What you should do: Copy the lines below word for word, starting at the line that contains "Task: locate the pink" and ending at the line that contains "TARGET = pink plastic bag", with both of those lines included.

(Entries pointing to named objects)
____
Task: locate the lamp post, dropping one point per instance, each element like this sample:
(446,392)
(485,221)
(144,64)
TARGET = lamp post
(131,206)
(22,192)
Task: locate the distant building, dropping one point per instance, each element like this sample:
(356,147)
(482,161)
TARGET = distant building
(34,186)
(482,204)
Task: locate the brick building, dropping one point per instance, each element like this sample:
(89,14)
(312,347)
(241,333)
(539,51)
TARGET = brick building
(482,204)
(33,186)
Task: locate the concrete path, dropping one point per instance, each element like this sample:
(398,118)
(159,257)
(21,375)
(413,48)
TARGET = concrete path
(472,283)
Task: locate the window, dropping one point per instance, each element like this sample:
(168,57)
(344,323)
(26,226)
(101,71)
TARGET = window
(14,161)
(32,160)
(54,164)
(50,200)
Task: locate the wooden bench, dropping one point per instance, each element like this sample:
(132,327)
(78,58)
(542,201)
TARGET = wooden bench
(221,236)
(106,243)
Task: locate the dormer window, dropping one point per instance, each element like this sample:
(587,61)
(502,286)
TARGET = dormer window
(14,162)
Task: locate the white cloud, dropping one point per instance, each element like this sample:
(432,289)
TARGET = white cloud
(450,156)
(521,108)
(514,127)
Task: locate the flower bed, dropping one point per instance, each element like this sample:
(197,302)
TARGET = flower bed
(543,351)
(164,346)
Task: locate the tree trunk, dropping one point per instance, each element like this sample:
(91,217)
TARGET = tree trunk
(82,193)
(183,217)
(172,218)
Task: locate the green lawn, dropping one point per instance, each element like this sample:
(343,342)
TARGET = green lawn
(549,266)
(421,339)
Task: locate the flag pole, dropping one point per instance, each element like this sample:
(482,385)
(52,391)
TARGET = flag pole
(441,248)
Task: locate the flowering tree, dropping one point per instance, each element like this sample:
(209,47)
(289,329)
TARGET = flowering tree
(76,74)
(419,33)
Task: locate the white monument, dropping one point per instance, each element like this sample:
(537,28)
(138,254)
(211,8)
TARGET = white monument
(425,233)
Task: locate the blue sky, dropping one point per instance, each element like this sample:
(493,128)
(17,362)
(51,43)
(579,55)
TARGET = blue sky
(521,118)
____
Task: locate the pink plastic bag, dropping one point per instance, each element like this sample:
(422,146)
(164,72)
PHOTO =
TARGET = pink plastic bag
____
Answer to this task:
Task: locate the pink plastic bag, dropping one point per instance, each element like this sample:
(422,146)
(164,72)
PHOTO =
TARGET = pink plastic bag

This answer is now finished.